Your assignment: Your response should consist solely of the lines from the one containing "Where can the girl in" through the final line of the entries, repeated exactly.

(Natural-language object grounding data)
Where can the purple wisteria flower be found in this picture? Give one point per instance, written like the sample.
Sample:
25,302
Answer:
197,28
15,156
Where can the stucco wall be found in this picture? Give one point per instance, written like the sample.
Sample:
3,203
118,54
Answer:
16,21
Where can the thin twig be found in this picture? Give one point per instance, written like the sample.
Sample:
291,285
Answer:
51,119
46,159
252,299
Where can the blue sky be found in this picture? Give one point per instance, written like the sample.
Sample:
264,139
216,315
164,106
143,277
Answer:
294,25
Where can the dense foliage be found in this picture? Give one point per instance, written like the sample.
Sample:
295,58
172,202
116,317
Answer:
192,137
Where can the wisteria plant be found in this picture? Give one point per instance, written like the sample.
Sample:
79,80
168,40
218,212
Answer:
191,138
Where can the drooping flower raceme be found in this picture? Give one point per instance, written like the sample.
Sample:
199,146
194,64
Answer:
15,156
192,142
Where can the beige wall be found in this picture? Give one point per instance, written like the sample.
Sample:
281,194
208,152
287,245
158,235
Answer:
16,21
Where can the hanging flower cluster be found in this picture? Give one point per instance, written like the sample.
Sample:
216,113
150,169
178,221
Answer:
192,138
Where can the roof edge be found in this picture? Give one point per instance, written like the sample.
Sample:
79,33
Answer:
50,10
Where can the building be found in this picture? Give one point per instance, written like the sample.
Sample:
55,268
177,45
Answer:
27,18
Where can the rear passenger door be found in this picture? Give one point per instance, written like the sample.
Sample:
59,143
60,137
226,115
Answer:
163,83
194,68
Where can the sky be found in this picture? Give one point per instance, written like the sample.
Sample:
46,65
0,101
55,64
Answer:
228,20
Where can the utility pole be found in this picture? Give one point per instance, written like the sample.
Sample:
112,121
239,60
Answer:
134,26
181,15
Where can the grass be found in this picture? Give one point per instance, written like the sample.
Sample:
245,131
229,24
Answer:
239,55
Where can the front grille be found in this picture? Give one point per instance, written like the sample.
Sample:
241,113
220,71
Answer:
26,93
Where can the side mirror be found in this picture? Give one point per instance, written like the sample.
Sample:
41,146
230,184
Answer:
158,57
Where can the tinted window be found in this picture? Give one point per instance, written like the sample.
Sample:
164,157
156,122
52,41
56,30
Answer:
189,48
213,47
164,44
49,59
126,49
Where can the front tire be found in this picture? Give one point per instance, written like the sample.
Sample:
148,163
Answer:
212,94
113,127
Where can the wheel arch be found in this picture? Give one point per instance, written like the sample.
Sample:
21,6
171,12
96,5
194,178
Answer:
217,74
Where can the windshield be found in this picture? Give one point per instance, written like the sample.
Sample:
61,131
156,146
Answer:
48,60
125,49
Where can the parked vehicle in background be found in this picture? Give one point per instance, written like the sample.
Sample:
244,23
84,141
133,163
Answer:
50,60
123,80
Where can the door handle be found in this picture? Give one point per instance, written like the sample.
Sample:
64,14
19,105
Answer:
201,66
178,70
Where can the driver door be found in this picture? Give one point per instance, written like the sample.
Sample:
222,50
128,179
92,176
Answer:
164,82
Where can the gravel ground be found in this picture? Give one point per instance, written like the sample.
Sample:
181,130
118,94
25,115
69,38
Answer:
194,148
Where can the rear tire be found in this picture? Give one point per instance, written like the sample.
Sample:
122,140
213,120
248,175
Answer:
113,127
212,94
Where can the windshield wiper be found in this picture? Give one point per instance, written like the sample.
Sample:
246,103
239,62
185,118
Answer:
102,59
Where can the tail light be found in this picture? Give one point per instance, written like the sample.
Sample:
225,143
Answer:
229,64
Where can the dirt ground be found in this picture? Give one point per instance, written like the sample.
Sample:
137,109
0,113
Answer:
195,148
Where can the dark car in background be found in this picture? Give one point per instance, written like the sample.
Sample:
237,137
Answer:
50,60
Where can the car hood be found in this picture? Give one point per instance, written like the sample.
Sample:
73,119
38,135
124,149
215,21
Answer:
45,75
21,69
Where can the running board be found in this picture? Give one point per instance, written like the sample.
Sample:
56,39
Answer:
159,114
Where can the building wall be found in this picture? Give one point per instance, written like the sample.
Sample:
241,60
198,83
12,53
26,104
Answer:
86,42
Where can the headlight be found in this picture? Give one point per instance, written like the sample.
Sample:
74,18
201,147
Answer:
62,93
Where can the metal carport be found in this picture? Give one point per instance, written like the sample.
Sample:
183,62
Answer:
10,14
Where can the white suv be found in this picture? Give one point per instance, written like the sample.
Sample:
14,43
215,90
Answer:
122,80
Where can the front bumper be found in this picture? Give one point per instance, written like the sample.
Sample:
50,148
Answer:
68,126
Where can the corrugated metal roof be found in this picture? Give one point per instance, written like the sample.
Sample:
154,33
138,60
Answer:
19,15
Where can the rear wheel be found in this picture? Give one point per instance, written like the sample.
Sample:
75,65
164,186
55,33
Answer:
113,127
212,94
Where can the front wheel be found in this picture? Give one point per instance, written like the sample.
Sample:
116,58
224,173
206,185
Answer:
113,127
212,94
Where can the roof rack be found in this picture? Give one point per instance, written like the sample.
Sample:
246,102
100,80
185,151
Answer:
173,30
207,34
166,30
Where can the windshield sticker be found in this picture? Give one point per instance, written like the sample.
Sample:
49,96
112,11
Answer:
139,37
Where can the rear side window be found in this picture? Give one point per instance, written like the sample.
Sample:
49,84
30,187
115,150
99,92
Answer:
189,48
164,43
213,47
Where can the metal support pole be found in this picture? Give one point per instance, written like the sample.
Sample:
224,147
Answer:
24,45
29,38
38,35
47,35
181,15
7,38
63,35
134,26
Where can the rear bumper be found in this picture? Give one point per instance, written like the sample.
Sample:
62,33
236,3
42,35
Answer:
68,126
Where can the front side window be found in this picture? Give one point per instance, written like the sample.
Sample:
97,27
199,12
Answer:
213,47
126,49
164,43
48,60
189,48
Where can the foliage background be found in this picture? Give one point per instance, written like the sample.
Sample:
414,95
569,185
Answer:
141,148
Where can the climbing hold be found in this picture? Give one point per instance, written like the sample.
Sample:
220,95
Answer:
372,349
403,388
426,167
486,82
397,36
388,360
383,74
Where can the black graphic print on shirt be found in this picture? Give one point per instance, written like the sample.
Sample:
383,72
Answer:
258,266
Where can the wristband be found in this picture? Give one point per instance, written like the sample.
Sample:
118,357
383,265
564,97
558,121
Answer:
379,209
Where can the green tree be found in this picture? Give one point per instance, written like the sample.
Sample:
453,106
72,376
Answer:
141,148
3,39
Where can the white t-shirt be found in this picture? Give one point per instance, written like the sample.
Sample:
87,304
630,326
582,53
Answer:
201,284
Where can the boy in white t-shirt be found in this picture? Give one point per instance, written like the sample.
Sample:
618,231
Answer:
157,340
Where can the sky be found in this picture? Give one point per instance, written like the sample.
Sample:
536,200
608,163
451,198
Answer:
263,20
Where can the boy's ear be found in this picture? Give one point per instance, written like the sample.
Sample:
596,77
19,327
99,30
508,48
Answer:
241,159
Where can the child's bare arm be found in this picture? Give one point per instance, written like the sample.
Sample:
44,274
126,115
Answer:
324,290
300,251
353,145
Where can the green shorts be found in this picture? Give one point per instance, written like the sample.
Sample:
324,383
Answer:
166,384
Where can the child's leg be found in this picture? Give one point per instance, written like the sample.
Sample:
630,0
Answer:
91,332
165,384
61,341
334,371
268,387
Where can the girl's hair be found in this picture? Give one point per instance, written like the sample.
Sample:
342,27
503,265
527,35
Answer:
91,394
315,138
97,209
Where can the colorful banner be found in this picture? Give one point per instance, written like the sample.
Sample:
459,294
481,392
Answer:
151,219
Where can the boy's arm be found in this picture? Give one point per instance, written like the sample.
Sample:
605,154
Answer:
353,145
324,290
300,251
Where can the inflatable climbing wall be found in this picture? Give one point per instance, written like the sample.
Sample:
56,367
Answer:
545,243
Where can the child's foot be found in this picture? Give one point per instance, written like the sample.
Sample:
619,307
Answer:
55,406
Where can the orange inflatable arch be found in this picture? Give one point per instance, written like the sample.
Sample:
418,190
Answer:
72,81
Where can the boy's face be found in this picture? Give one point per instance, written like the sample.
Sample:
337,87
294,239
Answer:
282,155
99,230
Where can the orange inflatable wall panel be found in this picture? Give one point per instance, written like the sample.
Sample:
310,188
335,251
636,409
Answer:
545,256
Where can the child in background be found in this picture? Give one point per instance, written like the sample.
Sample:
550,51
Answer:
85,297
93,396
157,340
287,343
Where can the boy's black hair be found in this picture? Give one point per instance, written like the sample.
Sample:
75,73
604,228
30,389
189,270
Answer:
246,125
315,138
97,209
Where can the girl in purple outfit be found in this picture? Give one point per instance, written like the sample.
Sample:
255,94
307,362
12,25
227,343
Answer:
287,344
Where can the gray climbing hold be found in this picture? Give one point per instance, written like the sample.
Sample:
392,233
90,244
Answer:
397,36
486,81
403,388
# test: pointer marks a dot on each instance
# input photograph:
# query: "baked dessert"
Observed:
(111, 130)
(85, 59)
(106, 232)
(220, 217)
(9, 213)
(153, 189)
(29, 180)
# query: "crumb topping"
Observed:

Answer box:
Where can the girl in purple outfit be found in this picture? Give one point per instance, written like the sample.
Sample:
255,94
307,362
12,25
227,343
Answer:
287,344
Where can the gray climbing hold be found in this picture? Give one point per instance, written like the sample.
Sample:
392,233
90,244
Answer:
397,36
486,81
403,388
# test: pointer marks a dot on each instance
# input photograph:
# query: "baked dessert"
Observed:
(111, 130)
(85, 59)
(106, 232)
(220, 217)
(9, 213)
(153, 189)
(29, 180)
# query: "crumb topping"
Observed:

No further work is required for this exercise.